- SUPPLIED PASSAGE -
────
Sun | Oct 24, 2021

Police shooting victim appeals for compensation

Published:Thursday | July 14, 2016 | 12:00 AMJovan Johnson
Kamaal Pitterson
From left: Janet Tavares, Kamaal Pitterson, Paulette Pitterson and Latoya Pitterson.

At 17 years old, on the night of April 26, 2008, Kamaal Pitterson's life changed forever.

Eight years later, his only cry is for the Government to consider his case and release the money that it has been ordered to pay him. For, already, he is looking forward to marking his 26th birthday on Christmas Day with a difference - a right leg.

"Life kinda stressful fi me, yuh know, 'cause of the position weh mi deh inna. Mi have it hard 'cause from mi a 17 mi drop out a high school and never get fi do mi CXC (Caribbean Examinations Council) subjects," the former Waterford High School student told The Gleaner.

Pitterson, whose story points to a deep well of faith amid adversity, did not get to complete high school as months before he could sit his external exams, a policeman's bullet to his right leg saw the end of that ambition.

The leg was amputated.

In April, seven years after a case of negligence was brought against the Government, the Supreme Court ordered it to pay the young man approximately $30 million.

Pitterson, who also lost two fingers on his right hand, was also awarded US$251,752 (J$31 million) as cost for future medical care.

According to court documents, on April 26, 2008, Pitterson was walking along the Christian Pen main road in St Catherine with friends when they were stopped by a police constable. As the cop alighted from a service vehicle, his firearm discharged and the teen boy who had dreams of becoming a Jamaica Defence Force member was hit in the right leg.

"I didn't even hear the shot. Mi just feel myself drop pon di grung. From that, me block out. Mi find myself inna di hospital. Mi deh hospital fi over three months. Mi all fall in coma one a di time," he related as he sat outside his Gregory Park house.




His crutches were next to him.

"Is a big setback fi mi inna life," he said, noting that his aim is now to further his education and get training in computer science.

Pitterson's parents had enrolled him in a St Andrew school to complete his studies, but financial issues, mixed with his health problems, derailed that effort.
────
- EXTRACTED DATA -
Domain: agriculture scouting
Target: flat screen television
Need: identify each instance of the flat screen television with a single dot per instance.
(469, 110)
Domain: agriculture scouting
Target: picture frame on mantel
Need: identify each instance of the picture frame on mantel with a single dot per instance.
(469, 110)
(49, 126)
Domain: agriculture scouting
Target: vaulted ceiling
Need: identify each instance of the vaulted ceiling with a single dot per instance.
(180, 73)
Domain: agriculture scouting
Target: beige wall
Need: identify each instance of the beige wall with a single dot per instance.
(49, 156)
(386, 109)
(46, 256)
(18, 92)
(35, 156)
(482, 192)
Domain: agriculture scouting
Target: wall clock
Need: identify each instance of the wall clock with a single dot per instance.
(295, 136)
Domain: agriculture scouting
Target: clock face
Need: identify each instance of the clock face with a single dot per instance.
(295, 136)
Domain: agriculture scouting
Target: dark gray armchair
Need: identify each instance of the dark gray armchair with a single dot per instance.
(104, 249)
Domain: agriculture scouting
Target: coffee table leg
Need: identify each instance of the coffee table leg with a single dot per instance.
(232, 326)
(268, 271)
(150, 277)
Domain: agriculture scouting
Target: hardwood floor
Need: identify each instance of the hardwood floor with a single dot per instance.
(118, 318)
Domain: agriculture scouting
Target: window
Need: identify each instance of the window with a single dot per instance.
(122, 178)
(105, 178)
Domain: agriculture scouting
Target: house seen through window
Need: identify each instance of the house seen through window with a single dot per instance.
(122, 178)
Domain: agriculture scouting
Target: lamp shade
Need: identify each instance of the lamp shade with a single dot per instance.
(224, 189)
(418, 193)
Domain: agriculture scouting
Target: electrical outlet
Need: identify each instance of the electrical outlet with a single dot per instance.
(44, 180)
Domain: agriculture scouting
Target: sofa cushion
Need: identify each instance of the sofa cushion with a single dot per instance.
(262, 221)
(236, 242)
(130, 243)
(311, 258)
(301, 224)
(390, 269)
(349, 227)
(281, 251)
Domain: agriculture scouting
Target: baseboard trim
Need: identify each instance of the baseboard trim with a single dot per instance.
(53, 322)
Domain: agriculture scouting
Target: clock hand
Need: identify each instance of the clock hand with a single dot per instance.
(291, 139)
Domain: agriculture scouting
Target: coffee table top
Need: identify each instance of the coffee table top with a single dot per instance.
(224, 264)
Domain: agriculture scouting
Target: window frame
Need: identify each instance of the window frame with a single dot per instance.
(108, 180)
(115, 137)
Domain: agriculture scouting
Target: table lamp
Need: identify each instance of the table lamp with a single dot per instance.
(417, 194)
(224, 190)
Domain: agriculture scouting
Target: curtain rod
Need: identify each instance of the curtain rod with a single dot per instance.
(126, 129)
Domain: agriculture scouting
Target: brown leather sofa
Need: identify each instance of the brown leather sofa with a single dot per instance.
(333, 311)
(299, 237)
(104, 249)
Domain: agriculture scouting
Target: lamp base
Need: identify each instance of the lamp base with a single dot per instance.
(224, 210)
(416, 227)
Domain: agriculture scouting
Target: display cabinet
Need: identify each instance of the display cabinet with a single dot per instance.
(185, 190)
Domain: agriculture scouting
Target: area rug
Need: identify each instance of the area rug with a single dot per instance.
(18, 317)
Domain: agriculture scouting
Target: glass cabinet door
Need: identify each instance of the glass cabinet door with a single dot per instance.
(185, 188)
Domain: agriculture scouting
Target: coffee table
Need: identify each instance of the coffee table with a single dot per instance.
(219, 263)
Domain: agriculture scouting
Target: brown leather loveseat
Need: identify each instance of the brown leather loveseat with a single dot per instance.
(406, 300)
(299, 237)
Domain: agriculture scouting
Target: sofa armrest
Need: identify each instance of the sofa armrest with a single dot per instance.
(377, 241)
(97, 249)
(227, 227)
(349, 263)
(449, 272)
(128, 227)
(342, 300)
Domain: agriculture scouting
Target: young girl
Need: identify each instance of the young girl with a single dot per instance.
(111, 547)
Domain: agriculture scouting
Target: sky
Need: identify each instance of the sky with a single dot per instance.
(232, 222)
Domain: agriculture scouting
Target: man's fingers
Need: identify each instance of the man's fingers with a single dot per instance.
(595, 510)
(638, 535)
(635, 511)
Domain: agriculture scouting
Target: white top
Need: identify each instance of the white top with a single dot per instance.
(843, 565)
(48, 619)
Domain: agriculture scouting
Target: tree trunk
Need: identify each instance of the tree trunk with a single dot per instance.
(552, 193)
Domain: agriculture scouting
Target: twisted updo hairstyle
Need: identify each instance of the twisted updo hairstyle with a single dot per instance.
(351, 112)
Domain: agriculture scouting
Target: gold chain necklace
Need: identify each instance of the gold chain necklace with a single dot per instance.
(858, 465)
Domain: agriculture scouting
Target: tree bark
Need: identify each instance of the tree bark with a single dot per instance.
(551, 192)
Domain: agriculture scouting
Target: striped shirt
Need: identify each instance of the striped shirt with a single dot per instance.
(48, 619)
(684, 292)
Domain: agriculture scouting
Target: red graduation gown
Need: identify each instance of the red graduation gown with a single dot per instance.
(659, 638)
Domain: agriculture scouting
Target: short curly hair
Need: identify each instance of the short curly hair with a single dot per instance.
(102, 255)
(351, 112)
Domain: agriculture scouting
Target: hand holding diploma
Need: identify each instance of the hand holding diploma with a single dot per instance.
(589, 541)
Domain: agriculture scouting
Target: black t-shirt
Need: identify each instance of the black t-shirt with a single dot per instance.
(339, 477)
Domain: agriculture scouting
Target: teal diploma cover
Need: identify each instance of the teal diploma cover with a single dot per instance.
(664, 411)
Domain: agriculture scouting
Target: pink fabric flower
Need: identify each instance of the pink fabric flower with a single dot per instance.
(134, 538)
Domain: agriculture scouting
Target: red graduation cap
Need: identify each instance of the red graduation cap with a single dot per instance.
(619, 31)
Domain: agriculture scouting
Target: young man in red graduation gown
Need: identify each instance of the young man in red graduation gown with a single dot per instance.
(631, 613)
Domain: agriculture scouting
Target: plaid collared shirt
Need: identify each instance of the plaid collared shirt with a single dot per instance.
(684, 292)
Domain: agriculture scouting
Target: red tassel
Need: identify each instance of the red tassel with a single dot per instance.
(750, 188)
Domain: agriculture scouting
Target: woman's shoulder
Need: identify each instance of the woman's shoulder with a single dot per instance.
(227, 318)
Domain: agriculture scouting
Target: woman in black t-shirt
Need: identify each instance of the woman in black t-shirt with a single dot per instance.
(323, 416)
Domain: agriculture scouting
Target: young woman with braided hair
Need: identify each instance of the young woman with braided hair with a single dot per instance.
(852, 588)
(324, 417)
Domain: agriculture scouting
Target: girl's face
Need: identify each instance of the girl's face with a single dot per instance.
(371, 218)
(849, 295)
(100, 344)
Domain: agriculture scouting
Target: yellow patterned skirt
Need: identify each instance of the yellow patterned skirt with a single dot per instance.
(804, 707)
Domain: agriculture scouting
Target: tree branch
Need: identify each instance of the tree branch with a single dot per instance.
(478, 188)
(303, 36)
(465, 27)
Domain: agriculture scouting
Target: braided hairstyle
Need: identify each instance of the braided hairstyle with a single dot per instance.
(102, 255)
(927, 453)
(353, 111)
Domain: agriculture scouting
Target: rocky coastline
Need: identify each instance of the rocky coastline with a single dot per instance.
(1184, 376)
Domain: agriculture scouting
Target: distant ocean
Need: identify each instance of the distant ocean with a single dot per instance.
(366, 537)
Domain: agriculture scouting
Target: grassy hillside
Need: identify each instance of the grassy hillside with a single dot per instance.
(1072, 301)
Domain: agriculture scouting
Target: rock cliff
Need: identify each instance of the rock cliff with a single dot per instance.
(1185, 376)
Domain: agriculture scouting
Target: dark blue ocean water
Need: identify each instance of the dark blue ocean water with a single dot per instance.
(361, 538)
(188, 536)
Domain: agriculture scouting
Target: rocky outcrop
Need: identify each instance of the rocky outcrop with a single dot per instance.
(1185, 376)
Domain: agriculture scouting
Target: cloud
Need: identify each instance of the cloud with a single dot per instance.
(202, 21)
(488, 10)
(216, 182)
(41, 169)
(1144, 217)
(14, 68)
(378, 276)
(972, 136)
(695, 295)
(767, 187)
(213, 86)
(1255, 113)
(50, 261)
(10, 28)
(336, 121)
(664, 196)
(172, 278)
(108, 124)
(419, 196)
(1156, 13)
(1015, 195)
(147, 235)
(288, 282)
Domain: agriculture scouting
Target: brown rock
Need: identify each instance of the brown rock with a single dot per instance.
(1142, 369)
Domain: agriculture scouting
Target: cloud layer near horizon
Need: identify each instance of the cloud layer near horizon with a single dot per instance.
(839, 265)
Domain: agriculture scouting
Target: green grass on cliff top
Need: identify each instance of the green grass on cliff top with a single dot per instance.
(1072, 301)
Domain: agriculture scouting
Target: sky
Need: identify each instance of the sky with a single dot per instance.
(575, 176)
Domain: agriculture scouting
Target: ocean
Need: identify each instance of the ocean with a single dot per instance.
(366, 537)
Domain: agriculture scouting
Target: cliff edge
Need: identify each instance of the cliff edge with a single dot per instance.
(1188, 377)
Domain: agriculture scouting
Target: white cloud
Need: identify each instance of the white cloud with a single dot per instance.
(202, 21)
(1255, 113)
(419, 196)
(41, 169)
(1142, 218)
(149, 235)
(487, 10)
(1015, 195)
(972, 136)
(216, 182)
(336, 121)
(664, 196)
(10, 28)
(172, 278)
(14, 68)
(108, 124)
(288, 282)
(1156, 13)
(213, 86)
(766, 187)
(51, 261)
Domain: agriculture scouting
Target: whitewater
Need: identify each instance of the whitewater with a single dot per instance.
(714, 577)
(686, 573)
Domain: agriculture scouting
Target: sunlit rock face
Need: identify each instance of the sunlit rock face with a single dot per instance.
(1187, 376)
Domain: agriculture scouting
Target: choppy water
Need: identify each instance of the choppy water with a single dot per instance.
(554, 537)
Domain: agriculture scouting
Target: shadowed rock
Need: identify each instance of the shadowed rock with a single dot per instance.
────
- WHAT THE TASK ASKS -
Carry on the news article about Kamaal Pitterson's appeal for compensation, beginning after its final sentence.

- OUTPUT FOR THIS EXERCISE -
The stressful life, Pitterson said, could be eased if the Government heeded the call of his lead lawyer, Christine Hudson, who wrote to the attorney general (AG), Marlene Malahoo Forte, making a special request for a lump-sum payment to facilitate Pitterson getting a prosthesis to enable him "to become functional and improve the quality of his life".

"The request from counsel for Mr Kamaal Pitterson came to my attention today (July 14) and we have responded," Althea Jarrett, an official in the AG's Chambers, told The Gleaner in an emailed reply when contacted on July 14 for a response to the July 5 letter.

These days, Pitterson gets support from a host of relatives who shared that the 2012 murder of his sister and February death of his grandmother have been weighing heavily on him.

One of his aunts, Paulette Pitterson, said the Government has a duty to ensure that the young man is given another chance to realise some of his goals and contribute to the society's development.

"Him strong still, yuh know. Mi member nuff days mi used to go a UC (University Hospital of the West Indies) and him lay down like I dead - all of that and nothing all now? Him need some help!" she appealed.




Meanwhile, declaring that his life has been forever altered, Pitterson said he has forgiven the policeman, even as he does not recall the cop apologising for the negligent act.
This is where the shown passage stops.